### SELECTED TEXT
****************

Ecclesiastes 2:26 HCSB
For to the man who is pleasing in His sight, He gives wisdom, knowledge, and joy, but to the sinner He gives the task of gathering and accumulating in order to give to the one who is pleasing in God’s sight. This too is futile and a pursuit of the wind.
Solomon asks you this morning, “Jason, can you eat and enjoy life apart from God?” The answer is no. No one can enjoy life, true life, life that is abundant and eternal apart from God. God is the giver of life and the sustainer of life.
Look at what God gives to the one who pleases him: v26, wisdom, knowledge, and joy. God gives you a heart that fears him, an understanding of his ways and salvation, and he gives you joy. Joy comes by living your life inside of his covenant, his grace, his salvation, his commandments, his holiness, his righteousness, inside of his kingdom. Living God’s way brings you the most pleasure, the best prudence, and the greatest productivity that is not limited to this world, but will greet in your eternal life. How does God do this? Solomon gives you a clue when he says God gives to the one who pleases him.” What pleases God?
You cannot please God in the flesh. You are a sinner. Your heart is desperately wicked and runs away from God. Paul says of your natural heart
Romans 8:7–8 ESV
For the mind that is set on the flesh is hostile to God, for it does not submit to God’s law; indeed, it cannot. Those who are in the flesh cannot please God.
And Solomon says to the sinner he gives the task of gathering and accumulating for the sake of giving to someone else. That is, what the sinner has will be taken away from them and given to those whom God is pleased. Their life will be in vain. God will take everything away from them and give his kingdom to his elect. The sinner will perish.
Romans 6:23 ESV
For the wages of sin is death, but the free gift of God is eternal life in Christ Jesus our Lord.
Part of the death you experience in hell is the realization that you wasted your life on yourself. You have nothing to show for all your work. You are a fool. All your pleasure is taken away from you and you will have nothing to show for the fruit of your work.
But to the one who
Romans 10:9–10 (ESV)
confesses with your mouth that Jesus is Lord and believes in your heart that God raised him from the dead, you will be saved.

****************

### INPUT DATA
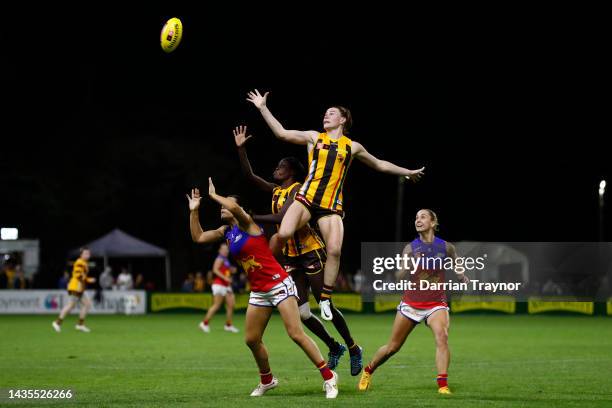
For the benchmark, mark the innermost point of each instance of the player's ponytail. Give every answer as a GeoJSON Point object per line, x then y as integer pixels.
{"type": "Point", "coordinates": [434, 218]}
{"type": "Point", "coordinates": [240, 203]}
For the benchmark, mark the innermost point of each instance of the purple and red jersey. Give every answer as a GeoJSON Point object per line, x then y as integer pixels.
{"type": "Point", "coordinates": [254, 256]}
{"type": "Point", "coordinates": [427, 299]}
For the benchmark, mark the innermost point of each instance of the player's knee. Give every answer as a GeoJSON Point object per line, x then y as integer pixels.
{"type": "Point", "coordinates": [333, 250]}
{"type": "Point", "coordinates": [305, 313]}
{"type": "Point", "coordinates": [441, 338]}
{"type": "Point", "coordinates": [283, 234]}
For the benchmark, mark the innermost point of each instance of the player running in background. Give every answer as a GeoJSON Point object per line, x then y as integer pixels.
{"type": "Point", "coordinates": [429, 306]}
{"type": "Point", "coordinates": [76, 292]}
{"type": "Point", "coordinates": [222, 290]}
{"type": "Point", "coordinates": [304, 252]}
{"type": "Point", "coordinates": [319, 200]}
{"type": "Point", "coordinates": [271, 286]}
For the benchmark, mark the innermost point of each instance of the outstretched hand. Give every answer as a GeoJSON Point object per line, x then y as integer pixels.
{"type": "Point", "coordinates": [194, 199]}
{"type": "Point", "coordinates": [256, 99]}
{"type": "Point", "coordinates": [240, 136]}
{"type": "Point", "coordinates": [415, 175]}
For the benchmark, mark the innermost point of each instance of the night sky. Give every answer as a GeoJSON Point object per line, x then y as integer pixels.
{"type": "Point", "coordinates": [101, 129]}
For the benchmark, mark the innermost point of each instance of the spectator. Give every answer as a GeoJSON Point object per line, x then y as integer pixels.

****************

### STUDY QUESTIONS
[a] Answer these about the devotional on Ecclesiastes 2:26:
(i) What three things does God give to the man who is pleasing in His sight?
(ii) What name does the text use when it says Solomon asks a question "this morning"?
(iii) In the quoted Romans 6:23, what is the wages of sin?
[b] Carry the devotional on Ecclesiastes 2:26 forward, starting after its last sentence.

### RESPONSES PER TASK
[a]
(i) Wisdom, knowledge, and joy.
(ii) Jason.
(iii) Death.

[b]
For with the heart one believes and is justified, and with the mouth one confesses and is saved.
Your faith in Christ saves you from his wrath, makes you righteous-justified from your sin. Your faith pleases God.
Hebrews 11:6 ESV
And without faith it is impossible to please him, for whoever would draw near to God must believe that he exists and that he rewards those who seek him.
God rewards those who seek him by faith, and your rewards are being kept for you in heaven to be enjoyed for all eternity (1 Peter 1:1-6).
To the one who believes in His Son Jesus Christ, to that person God’s joy, his pleasure, his prudence, and his productivity rest in them.
If you have not come to Christ, today is the day of your salvation. Come and find true pleasure and prudence. Come and labor in this world under the yoke of Christ so that your productivity will have an eternal reward. Your work can last forever in God’s kingdom.
Christian, listen to Paul’s words to the rich in his letter to Timothy.
1 Timothy 6:17–19 ESV
As for the rich in this present age, charge them not to be haughty, nor to set their hopes on the uncertainty of riches, but on God, who richly provides us with everything to enjoy. They are to do good, to be rich in good works, to be generous and ready to share, thus storing up treasure for themselves as a good foundation for the future, so that they may take hold of that which is truly life.
Christian, find your pleasure in the work of the kingdom. Fear the Lord and be be generous with your time and talents. Be productive in storing up treasures in heaven, taking hold of what is truly life. Live today abundantly by putting your hand to the plow of God’s work in Litchfield (TTV, Youth Group are two pressing ministries) Don’t be so concerned about the American Dream. Fix your eyes on Christ and set your heart on the Kingdom Dream, and

“Trust the Son with everything under the sun.”